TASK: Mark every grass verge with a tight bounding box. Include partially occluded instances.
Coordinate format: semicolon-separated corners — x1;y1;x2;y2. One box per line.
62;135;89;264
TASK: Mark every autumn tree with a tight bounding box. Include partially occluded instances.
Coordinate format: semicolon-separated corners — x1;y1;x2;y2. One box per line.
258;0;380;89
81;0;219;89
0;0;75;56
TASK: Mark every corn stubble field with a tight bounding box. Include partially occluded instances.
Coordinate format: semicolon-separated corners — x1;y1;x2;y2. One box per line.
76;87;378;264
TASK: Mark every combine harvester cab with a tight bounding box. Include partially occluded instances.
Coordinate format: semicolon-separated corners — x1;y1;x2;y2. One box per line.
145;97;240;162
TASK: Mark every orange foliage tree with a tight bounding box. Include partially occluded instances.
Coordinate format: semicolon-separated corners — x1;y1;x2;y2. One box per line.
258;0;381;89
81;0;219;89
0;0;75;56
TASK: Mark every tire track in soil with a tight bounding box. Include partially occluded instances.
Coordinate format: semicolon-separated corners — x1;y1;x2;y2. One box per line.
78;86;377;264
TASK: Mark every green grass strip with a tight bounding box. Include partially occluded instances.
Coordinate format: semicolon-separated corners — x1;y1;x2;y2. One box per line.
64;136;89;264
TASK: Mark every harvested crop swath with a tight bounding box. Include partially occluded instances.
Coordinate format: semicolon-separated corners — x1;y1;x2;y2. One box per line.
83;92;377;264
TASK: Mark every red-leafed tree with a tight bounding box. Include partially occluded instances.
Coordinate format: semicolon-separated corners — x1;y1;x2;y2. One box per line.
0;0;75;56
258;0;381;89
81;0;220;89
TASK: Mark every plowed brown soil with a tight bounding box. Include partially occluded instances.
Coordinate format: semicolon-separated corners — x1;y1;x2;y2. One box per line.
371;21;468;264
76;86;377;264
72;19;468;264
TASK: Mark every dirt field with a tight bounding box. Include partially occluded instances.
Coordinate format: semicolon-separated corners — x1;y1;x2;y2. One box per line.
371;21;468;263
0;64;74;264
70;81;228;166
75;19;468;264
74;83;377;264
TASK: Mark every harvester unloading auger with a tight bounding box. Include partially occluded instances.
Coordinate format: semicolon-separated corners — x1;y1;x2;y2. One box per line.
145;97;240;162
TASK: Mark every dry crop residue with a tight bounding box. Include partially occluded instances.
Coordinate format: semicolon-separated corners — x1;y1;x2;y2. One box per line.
---
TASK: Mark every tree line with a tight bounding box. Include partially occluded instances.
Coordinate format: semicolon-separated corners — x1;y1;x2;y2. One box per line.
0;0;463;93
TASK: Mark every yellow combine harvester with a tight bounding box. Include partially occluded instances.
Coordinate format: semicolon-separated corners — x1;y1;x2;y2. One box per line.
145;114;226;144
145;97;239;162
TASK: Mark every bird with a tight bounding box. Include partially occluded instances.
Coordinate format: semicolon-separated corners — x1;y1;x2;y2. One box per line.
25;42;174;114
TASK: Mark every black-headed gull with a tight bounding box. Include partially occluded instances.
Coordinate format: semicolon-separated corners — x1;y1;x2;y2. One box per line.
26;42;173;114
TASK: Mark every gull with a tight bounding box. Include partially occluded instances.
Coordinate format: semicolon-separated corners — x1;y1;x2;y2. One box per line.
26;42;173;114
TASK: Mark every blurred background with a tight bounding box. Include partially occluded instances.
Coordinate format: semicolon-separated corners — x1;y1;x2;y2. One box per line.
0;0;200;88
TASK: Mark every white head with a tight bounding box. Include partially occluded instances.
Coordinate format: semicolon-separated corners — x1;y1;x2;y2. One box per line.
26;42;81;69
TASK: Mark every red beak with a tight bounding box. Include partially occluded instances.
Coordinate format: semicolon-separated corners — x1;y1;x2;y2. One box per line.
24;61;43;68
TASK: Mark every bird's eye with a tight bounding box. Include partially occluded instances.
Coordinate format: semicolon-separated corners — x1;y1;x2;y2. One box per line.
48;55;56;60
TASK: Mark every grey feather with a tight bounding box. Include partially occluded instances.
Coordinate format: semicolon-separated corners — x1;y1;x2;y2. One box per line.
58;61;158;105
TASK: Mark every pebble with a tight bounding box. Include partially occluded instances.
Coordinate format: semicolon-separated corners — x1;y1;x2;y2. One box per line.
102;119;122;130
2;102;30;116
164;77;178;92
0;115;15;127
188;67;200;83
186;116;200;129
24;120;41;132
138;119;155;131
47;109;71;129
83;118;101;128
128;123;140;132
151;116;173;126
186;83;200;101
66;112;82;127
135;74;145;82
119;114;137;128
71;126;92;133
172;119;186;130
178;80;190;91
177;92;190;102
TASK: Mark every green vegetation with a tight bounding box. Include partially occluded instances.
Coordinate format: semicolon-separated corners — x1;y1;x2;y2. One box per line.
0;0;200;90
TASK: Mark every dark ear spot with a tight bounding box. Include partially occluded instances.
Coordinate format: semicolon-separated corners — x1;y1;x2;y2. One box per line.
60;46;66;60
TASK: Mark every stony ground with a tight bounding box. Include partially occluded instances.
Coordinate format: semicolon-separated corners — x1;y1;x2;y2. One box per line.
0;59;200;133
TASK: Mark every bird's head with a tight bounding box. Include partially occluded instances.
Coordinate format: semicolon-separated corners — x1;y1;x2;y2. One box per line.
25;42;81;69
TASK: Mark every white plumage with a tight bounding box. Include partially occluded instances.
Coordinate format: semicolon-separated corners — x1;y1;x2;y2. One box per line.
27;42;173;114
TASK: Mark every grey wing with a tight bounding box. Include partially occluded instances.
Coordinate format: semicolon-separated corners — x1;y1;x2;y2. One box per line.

Exercise:
From the two blocks of lines above, pull out each line that contains the word "green" and copy it unchanged.

The reply:
TASK: Mark every green grass strip with a tight bounding box. Include partially occluded instances.
TASK: Mark every green vegetation with a tight bounding box. Include partially occluded instances.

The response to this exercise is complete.